[Start of section]

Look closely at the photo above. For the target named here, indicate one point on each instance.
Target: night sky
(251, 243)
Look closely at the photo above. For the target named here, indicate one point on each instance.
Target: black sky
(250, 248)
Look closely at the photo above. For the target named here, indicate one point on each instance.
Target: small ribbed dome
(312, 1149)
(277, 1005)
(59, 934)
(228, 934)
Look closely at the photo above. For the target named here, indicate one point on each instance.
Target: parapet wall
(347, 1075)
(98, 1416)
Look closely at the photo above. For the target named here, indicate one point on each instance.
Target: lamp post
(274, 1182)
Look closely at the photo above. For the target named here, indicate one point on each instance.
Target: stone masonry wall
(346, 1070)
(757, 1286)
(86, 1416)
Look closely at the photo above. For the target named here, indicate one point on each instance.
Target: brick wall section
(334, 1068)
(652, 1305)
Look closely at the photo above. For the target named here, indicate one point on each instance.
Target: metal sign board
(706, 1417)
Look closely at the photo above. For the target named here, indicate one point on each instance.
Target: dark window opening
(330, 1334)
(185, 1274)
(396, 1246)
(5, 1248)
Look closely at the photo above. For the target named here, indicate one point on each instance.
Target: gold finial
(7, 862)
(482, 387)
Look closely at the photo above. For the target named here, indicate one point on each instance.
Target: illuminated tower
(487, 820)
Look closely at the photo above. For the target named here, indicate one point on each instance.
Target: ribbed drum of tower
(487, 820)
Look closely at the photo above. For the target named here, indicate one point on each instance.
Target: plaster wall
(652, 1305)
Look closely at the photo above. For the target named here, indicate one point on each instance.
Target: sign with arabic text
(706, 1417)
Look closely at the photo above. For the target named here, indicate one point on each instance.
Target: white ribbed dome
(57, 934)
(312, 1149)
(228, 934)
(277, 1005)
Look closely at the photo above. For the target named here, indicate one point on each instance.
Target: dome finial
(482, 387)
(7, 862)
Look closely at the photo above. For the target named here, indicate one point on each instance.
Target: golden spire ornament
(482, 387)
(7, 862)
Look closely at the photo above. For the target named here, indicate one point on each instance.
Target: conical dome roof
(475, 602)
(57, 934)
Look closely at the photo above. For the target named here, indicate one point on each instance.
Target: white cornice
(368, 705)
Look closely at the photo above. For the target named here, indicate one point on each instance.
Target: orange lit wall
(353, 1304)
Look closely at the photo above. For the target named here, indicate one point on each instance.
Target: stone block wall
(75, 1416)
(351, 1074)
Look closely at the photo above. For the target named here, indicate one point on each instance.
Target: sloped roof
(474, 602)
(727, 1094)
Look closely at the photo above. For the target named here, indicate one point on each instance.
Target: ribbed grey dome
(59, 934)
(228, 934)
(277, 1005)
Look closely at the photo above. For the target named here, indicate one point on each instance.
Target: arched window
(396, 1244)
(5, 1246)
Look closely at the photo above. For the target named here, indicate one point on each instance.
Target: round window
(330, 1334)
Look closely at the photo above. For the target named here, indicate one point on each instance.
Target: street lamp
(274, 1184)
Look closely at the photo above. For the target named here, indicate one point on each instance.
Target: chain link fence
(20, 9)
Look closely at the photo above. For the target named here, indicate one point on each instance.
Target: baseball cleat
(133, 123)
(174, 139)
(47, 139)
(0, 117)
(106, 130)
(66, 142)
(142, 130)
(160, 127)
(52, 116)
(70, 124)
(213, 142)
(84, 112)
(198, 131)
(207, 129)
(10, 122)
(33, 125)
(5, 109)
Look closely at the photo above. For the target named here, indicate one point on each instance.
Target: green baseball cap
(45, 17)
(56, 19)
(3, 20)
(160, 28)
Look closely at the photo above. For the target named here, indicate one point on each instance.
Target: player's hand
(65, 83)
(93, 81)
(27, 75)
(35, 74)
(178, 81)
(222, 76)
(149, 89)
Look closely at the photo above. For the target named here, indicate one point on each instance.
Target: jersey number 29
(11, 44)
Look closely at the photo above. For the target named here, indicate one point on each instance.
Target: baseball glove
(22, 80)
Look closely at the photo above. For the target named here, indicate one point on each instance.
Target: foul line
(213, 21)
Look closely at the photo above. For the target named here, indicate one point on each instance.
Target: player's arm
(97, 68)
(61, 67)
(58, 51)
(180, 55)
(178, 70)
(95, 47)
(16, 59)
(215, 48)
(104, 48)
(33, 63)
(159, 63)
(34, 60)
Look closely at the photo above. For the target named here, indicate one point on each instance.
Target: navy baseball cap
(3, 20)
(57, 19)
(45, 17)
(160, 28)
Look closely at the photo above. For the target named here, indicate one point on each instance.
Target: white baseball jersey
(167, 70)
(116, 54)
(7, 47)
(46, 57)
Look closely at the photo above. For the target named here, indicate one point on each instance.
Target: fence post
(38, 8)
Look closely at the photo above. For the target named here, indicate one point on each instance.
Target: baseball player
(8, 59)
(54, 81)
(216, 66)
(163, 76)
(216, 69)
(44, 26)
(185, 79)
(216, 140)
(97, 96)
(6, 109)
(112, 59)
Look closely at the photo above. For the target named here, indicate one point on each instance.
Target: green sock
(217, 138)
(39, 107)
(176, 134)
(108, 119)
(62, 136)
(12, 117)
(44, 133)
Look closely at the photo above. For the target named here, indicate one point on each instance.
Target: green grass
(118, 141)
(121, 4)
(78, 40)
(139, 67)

[End of section]

**Required action:**
Please retype every entry above exactly as it stands.

**Answer section:**
Look closely at the photo above. For the target named here, indicate one point on each instance.
Target: night sky
(251, 243)
Look closely at the photo above. For the target named here, indicate one point on each instance.
Target: black sky
(250, 248)
Look closely at the photo above. For the target named here, indicate one point on each instance.
Target: small ribbed dome
(312, 1149)
(277, 1005)
(59, 934)
(228, 934)
Look closely at the photo above. For the target named here, indicate one point on each instance.
Target: parapet wall
(347, 1075)
(98, 1416)
Look closely at the photo above. For the target named here, indicate one point on each instance.
Target: lamp post
(274, 1182)
Look closely at the photo above. For the target named here, indicate one point on each instance.
Target: stone masonry wall
(346, 1070)
(757, 1286)
(86, 1416)
Look closely at the photo above. For the target named here, indicate one point on each instance.
Target: brick wall section
(334, 1068)
(652, 1305)
Look closely at the photo above. For the target named here, indicate one point on each instance.
Target: metal sign board
(706, 1417)
Look closely at the photo above. For the target named here, indicate one point on each instance.
Target: dark window opening
(330, 1334)
(185, 1274)
(396, 1246)
(5, 1248)
Look closely at the photo above. For the target named here, indicate one point on each instance.
Target: gold finial
(7, 862)
(482, 387)
Look closely at the photo above. For the target named here, indicate one point on each instance.
Target: illuminated tower
(487, 820)
Look closely at the photo above. For the target named here, indicate one point on each instance.
Target: ribbed drum of tower
(487, 820)
Look closely at the photo above. For the target named here, indicate one point on each instance.
Target: plaster wall
(652, 1305)
Look closely at the photo above. For the target named here, indicate one point on each instance.
Target: sign with arabic text
(706, 1417)
Look closely at the photo above. For the target named here, indicate one point on each instance.
Target: white ribbed dome
(57, 934)
(312, 1149)
(228, 934)
(277, 1005)
Look closely at the photo above. For the target named here, indicate one point on each instance.
Target: dome finial
(482, 387)
(7, 862)
Look closely at the photo above. For the target named here, indicate one point on each instance.
Target: golden spire ornament
(482, 387)
(7, 862)
Look closely at the photo above. For the target named here, indicate one point on each instance.
Target: conical dome roof
(475, 602)
(57, 934)
Look closely at the photo above. For the target named here, indicate one point on each instance.
Target: white cornice
(368, 705)
Look closely at the photo above. For the target named here, indicate one point on each instance.
Target: orange lit wall
(353, 1304)
Look closely at the photo above. For the target named here, indicate one point on each instance.
Target: stone block wall
(75, 1416)
(351, 1074)
Look closely at the photo above. For the target named here, indicate one point on each instance.
Target: sloped roof
(474, 602)
(727, 1094)
Look closely at the photo above. For the target named here, indicate one point on each instance.
Target: ribbed grey dome
(59, 934)
(228, 934)
(277, 1005)
Look closely at the photo above. For the target named here, indicate one point on each instance.
Target: arched window
(396, 1244)
(5, 1246)
Look closely at the photo above. For the target named here, indicate one point on each instance.
Target: round window
(330, 1334)
Look closely at the photo above. For the target named here, indicate one point on each instance.
Target: street lamp
(274, 1184)
Look closely at the photo above. For the target named here, indicate one point on each instance.
Target: chain link fence
(20, 9)
Look closely at the photo above. For the target named here, indicate one point on each instance.
Target: baseball cleat
(133, 123)
(174, 139)
(47, 139)
(0, 117)
(106, 130)
(66, 142)
(142, 130)
(160, 127)
(52, 116)
(70, 124)
(213, 142)
(84, 112)
(198, 131)
(207, 129)
(10, 122)
(33, 125)
(5, 109)
Look closely at the photo above. For the target named here, indicate one point on each instance.
Target: green baseball cap
(45, 17)
(56, 19)
(3, 20)
(160, 28)
Look closely at the photo above. For the target named here, indicate one point on each instance.
Target: player's hand
(65, 83)
(93, 81)
(27, 75)
(35, 74)
(178, 81)
(222, 76)
(149, 89)
Look closely at the photo above. For the target named here, indicate one point on each instance.
Target: jersey number 29
(11, 44)
Look closely at the photo above. For the target named here, indicate one point on each instance.
Target: baseball glove
(22, 80)
Look closely at the photo above. For the target named here, indicate one point on each instance.
Target: foul line
(213, 21)
Look closely at the photo above. For the target named here, indicate one point on each instance.
Target: player's arm
(97, 68)
(61, 67)
(58, 51)
(180, 55)
(178, 70)
(95, 47)
(16, 59)
(215, 48)
(104, 48)
(33, 63)
(159, 63)
(34, 60)
Look closely at the photo above. For the target named here, indicate one point on each instance.
Target: navy baseball cap
(3, 20)
(57, 19)
(45, 17)
(160, 28)
Look closely at the photo above. For the target named here, indicate one point on each instance.
Target: white baseball jersey
(167, 70)
(116, 54)
(7, 47)
(46, 57)
Look closely at the photo above. For the target named here, indicate one point on each instance.
Target: fence post
(38, 8)
Look closely at the photo above. For the target named here, indicate one point on each instance.
Target: baseball player
(8, 59)
(54, 81)
(216, 66)
(163, 76)
(216, 69)
(44, 26)
(185, 79)
(216, 140)
(97, 96)
(6, 109)
(112, 59)
Look closely at the photo above. For the target named here, indicate one point on each instance.
Target: green sock
(217, 138)
(39, 107)
(176, 134)
(108, 119)
(62, 136)
(12, 117)
(44, 133)
Look closely at the photo above. For the target named here, indicate one point on each instance.
Target: green grass
(118, 141)
(121, 4)
(78, 40)
(139, 67)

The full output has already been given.